* Start *

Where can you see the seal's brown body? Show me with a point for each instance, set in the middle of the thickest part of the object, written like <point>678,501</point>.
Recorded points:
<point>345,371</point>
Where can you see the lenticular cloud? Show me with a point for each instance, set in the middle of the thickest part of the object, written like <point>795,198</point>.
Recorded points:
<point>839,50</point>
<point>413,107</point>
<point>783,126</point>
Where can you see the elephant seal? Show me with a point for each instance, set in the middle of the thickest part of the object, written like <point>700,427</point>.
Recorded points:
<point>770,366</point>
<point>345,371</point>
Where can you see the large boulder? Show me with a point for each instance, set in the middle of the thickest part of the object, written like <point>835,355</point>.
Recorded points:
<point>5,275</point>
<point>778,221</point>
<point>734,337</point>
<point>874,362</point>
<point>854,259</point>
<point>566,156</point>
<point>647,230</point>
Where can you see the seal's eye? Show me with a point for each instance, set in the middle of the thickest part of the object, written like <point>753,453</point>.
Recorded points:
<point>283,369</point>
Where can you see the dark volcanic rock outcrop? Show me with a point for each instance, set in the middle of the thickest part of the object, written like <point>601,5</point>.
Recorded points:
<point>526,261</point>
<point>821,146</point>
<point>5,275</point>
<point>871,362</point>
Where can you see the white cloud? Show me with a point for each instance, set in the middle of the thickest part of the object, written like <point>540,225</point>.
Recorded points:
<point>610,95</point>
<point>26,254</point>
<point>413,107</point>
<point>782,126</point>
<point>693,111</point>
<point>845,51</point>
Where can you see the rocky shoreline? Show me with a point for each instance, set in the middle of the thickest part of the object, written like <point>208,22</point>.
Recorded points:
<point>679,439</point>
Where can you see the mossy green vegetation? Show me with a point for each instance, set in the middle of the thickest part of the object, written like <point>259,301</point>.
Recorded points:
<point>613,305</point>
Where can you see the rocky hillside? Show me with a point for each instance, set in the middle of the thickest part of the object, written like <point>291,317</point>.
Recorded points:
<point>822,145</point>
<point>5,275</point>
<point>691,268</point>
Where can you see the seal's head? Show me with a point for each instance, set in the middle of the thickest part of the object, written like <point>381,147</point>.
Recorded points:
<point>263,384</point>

* End *

What the task asks
Turn every line of the rows above into a JSON list of strings, one string per line and no blank lines.

Output
[
  "Where can you see the seal's brown body? Show me with a point for each instance, set in the middle of the thickest part of the object, written like <point>678,501</point>.",
  "Recorded points:",
  "<point>345,371</point>",
  "Where can you see the lenticular cloud? Show me with a point for each instance, set in the middle of the thickest part of the object, written like <point>795,198</point>.",
  "Recorded points:",
  "<point>839,50</point>",
  "<point>413,107</point>",
  "<point>783,126</point>",
  "Where can you see the elephant seal? Show me with a point for each instance, set in the middle of the thickest part of the object, written like <point>700,427</point>.",
  "Recorded points:",
  "<point>770,366</point>",
  "<point>345,371</point>",
  "Where can you see the large boulder? Show me with a point for each instance, set in the middle of the thickest part of the object, written like <point>835,355</point>.",
  "Recorded points:",
  "<point>5,275</point>",
  "<point>778,221</point>",
  "<point>734,337</point>",
  "<point>874,362</point>",
  "<point>854,259</point>",
  "<point>566,156</point>",
  "<point>647,230</point>",
  "Where can you see the seal's eye? Show me with a point for each instance, set in the middle of the thickest part of the object, written like <point>753,453</point>.",
  "Recorded points:",
  "<point>283,369</point>",
  "Where can you see the dark volcanic rock outcrop? Show me with a point for each instance, set in the middle of the thickest part of the object, written like <point>601,5</point>.",
  "Recorded points:",
  "<point>526,261</point>",
  "<point>821,146</point>",
  "<point>5,275</point>",
  "<point>871,362</point>",
  "Where can you see the white cloud? Show me with a point for each instance, set in the middle of the thickest part of the object, written like <point>540,225</point>.",
  "Recorded points:",
  "<point>610,95</point>",
  "<point>26,254</point>",
  "<point>413,107</point>",
  "<point>782,126</point>",
  "<point>693,111</point>",
  "<point>845,51</point>",
  "Where can you see the rocky shoreline? Show me with a point for each instance, set in the middle of the thickest part of the object, written like <point>208,22</point>.",
  "Recorded points:",
  "<point>679,439</point>",
  "Where can you see the mossy green vegetation? Show me with a point for each instance, set in the middle of the thickest part of the object, written like <point>259,301</point>.",
  "Recorded points:",
  "<point>613,305</point>",
  "Where can you see the rocky hillside? Show me with a point for each instance, set in the middle of the thickest part of the object, written like <point>291,317</point>.",
  "Recorded points:",
  "<point>822,145</point>",
  "<point>5,275</point>",
  "<point>691,268</point>",
  "Where can you see the seal's head? Show me with a point for each instance, set in the middle of the thickest part of the object, written like <point>381,147</point>.",
  "Recorded points:",
  "<point>263,384</point>"
]